▸ **Set problem**: Reproduce the data below, swapping every "blue sky" for "clear sky" and keeping everything else identical.
Start of Given data
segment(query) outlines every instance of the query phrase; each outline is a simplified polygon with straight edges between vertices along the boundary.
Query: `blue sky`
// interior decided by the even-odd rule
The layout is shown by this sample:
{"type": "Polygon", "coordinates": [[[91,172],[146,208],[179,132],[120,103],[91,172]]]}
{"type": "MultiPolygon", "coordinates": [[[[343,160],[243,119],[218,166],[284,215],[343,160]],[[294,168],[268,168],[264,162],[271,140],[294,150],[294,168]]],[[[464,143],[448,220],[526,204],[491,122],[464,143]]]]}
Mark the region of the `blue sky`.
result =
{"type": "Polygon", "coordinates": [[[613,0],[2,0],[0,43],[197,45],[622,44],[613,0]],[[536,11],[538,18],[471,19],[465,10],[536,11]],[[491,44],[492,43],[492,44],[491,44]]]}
End of Given data
▸ **Exercise output**:
segment(query) outlines every instance of the query phrase; each outline is a simplified polygon with straight edges between vertices along the boundary.
Query: `clear sky`
// interior decided by the even-odd rule
The layout is shown by this sample:
{"type": "Polygon", "coordinates": [[[91,172],[146,208],[179,132],[120,103],[91,172]]]}
{"type": "MultiPolygon", "coordinates": [[[[343,160],[243,119],[218,166],[284,215],[343,160]],[[294,168],[268,168],[264,162],[271,140],[294,150],[294,168]]],[[[464,143],[448,220],[526,204],[491,122],[464,143]]]]}
Mark the region of the `clear sky`.
result =
{"type": "Polygon", "coordinates": [[[613,0],[2,0],[0,43],[197,45],[622,44],[613,0]],[[536,11],[538,18],[471,19],[465,10],[536,11]],[[491,44],[492,43],[492,44],[491,44]]]}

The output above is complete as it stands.